Aim of the exercise
Gather every line of the data below that contains the word "blonde". Treat uppercase and lowercase letters as different.

[Data taken from a collection]
--- BEGIN ---

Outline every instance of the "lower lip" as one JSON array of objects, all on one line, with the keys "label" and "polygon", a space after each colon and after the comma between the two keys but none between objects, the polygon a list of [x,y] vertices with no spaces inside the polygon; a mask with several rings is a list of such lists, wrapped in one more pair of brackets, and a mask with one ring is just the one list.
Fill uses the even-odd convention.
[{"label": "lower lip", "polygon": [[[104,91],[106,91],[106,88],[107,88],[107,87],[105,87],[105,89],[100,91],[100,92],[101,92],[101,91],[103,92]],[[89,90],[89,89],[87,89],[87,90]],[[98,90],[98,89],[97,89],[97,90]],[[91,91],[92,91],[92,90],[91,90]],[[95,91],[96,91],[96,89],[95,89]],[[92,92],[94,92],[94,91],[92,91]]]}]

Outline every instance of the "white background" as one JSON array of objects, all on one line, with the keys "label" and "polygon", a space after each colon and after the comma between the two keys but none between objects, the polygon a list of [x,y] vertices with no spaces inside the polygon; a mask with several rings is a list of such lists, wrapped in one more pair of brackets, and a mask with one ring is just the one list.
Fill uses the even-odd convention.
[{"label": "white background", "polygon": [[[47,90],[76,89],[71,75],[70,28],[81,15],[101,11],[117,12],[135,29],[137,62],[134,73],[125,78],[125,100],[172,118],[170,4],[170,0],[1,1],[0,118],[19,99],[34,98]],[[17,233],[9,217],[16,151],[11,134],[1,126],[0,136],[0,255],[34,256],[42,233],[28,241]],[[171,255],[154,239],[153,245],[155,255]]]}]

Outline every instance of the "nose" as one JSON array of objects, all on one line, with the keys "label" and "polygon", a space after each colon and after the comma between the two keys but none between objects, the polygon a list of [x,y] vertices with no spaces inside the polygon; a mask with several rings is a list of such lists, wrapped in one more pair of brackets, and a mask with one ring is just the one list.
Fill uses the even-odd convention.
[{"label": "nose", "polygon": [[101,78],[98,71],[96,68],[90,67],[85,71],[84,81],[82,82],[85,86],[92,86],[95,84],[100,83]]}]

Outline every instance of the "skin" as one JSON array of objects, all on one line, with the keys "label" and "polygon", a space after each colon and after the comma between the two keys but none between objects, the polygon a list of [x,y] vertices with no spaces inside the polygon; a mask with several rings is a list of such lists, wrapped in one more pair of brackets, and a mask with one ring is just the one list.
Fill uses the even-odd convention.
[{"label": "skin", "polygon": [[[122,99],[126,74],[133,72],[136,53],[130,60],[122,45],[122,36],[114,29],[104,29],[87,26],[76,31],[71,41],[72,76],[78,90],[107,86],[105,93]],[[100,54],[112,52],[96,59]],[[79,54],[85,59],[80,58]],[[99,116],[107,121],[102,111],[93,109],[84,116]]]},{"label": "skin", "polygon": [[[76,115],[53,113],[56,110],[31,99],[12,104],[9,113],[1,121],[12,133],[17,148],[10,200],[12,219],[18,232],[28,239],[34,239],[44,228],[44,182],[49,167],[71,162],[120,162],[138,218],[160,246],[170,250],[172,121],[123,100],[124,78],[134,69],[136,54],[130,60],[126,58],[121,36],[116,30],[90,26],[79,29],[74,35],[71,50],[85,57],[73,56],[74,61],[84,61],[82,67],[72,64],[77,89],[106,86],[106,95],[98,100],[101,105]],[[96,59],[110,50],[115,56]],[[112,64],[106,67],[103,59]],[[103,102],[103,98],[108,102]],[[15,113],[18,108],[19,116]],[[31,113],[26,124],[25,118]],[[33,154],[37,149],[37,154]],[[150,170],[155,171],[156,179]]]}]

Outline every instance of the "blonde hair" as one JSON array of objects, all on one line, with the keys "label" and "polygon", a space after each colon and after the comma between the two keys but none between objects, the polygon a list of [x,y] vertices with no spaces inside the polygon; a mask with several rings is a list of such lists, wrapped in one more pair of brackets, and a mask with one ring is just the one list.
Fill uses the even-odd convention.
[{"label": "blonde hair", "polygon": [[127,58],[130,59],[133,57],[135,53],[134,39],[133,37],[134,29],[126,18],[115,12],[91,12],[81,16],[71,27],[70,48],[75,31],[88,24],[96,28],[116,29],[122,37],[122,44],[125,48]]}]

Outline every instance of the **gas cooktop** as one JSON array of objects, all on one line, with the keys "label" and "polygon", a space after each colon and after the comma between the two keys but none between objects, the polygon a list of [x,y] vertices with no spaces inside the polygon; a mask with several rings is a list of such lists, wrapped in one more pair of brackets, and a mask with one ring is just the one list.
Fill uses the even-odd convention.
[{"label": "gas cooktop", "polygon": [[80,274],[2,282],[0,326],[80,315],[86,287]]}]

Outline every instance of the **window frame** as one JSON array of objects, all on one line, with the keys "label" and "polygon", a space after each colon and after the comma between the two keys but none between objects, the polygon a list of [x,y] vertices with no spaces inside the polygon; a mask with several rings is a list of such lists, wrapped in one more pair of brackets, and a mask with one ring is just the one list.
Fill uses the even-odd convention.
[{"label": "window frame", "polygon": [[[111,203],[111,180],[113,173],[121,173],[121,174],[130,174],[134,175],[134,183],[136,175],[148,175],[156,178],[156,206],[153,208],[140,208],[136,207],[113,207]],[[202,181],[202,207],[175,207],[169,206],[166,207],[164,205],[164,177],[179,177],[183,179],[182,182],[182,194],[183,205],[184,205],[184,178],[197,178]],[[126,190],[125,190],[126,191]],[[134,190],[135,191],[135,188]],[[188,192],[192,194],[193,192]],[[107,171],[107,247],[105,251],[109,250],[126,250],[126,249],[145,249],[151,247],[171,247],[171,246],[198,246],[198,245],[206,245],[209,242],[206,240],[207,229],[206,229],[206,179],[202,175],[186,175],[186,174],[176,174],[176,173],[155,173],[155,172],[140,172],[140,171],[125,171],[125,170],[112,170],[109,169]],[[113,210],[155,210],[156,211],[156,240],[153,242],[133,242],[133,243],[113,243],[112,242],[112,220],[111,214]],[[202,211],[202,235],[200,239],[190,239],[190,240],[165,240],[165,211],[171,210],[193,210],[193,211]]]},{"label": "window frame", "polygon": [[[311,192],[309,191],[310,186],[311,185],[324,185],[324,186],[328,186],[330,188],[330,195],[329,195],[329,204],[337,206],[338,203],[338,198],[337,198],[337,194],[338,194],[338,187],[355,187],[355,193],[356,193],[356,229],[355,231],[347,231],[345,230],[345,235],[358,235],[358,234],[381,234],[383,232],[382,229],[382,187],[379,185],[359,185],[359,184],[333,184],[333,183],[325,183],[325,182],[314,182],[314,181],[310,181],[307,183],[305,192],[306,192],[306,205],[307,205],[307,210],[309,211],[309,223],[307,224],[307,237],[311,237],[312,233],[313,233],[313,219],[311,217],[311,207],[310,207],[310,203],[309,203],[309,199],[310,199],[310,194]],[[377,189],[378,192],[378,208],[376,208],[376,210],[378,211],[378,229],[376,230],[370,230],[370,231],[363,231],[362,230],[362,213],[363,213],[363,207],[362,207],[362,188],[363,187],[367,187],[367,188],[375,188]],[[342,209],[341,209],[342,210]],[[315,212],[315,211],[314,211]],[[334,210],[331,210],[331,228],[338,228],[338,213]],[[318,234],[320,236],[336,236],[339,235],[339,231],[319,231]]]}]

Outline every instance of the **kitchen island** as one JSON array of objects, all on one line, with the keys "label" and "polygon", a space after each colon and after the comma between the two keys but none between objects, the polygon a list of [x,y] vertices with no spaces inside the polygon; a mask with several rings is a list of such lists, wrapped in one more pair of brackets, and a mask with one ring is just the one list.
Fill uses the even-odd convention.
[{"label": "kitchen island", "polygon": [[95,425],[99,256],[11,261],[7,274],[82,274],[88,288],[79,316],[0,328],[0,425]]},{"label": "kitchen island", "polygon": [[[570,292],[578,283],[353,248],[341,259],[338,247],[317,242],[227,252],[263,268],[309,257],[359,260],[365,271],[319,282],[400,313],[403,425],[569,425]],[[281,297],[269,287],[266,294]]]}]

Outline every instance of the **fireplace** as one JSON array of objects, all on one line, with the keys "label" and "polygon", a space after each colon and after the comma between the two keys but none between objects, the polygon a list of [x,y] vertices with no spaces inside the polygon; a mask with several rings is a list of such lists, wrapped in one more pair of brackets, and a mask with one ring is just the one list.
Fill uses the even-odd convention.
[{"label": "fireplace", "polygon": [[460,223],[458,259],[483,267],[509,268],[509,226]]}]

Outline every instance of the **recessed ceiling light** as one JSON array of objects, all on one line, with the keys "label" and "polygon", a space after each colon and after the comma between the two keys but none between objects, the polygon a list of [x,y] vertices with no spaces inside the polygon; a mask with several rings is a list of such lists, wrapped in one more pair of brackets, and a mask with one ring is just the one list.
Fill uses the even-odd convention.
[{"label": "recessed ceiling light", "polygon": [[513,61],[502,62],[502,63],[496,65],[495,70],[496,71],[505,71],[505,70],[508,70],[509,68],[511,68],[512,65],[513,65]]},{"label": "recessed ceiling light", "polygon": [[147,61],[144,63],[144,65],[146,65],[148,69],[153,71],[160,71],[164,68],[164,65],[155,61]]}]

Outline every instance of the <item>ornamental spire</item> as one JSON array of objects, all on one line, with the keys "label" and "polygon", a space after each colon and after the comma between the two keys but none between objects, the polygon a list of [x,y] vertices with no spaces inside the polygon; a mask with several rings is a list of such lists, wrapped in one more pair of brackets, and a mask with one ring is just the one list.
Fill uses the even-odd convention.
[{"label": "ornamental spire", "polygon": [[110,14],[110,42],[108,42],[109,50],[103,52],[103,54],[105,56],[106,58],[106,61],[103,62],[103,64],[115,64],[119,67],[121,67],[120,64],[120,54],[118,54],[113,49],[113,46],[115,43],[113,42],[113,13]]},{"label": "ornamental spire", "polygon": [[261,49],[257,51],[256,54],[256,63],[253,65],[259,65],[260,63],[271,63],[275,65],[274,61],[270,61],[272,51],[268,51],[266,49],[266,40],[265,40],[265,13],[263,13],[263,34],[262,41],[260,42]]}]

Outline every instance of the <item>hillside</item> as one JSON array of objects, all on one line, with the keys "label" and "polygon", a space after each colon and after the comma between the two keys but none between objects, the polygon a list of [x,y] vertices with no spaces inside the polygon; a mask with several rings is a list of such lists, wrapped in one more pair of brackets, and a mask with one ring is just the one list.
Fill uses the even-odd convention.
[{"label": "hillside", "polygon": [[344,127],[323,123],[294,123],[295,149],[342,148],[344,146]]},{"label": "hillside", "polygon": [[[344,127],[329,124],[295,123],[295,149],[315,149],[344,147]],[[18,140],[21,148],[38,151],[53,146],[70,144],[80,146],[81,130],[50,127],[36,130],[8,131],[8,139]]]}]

--- END ---

Response to the task
Outline every instance of the "blonde hair" as one JSON array of objects, all on one line, with the keys "label" and "polygon", a space after each colon and after the comma between the two keys but none between objects, the polygon a list of [x,y] vertices with no spaces inside the polygon; a mask with several rings is a list of such lists, wrapped in one more pair of brackets, and a mask with one ring is just the one list.
[{"label": "blonde hair", "polygon": [[127,58],[130,59],[133,57],[135,53],[134,39],[133,37],[134,29],[126,18],[115,12],[91,12],[81,16],[71,27],[70,48],[75,31],[88,24],[96,28],[116,29],[122,37],[122,44],[125,48]]}]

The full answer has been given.